## DATA SHOWN

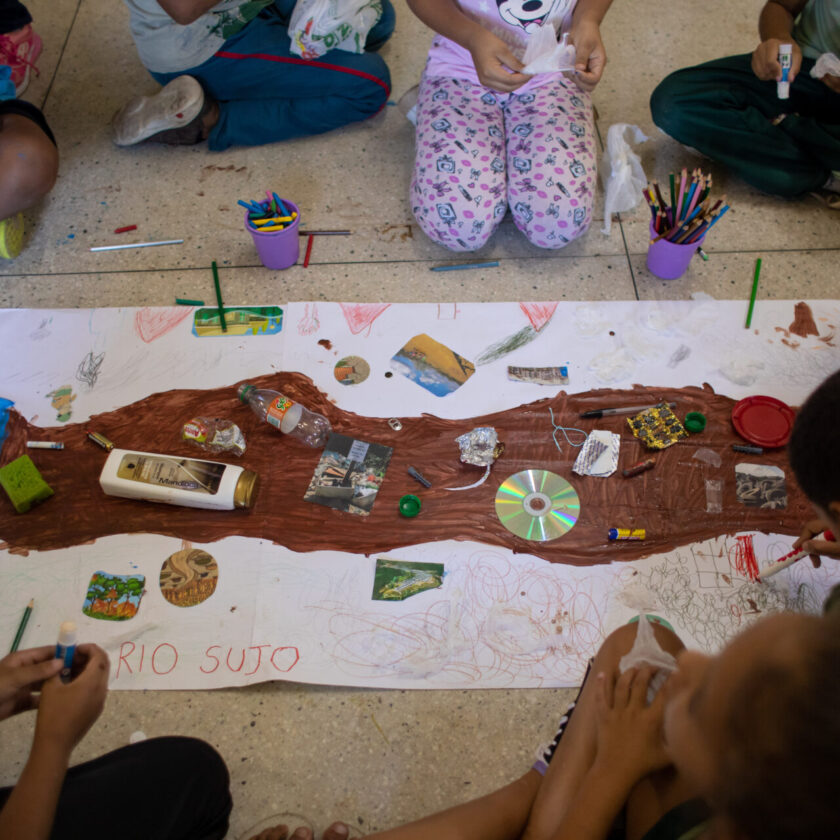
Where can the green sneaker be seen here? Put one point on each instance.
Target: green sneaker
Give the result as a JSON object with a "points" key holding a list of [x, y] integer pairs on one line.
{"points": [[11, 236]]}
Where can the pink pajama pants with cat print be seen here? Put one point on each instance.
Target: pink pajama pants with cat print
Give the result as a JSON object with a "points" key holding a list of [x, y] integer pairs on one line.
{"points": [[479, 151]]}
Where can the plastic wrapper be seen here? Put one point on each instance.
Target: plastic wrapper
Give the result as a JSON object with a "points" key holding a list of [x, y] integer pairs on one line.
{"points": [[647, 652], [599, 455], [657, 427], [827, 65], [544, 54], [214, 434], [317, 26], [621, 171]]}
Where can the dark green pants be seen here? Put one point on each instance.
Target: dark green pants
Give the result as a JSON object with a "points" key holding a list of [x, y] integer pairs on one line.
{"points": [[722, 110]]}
==
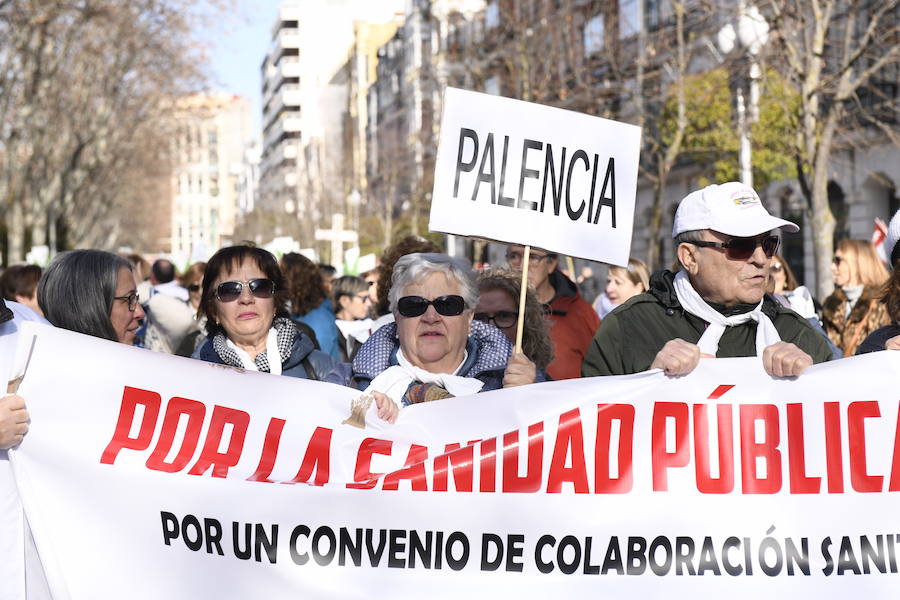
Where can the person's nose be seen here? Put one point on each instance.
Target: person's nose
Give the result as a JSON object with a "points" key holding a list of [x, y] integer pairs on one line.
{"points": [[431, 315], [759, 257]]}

## TASK PROMPT
Copy out every line from the data above in which the word "pajama" occurs.

## FINISHED EXERCISE
Where can the pink pajama pants with cat print be seen here? Put one point on each instance.
Target: pink pajama pants with cat print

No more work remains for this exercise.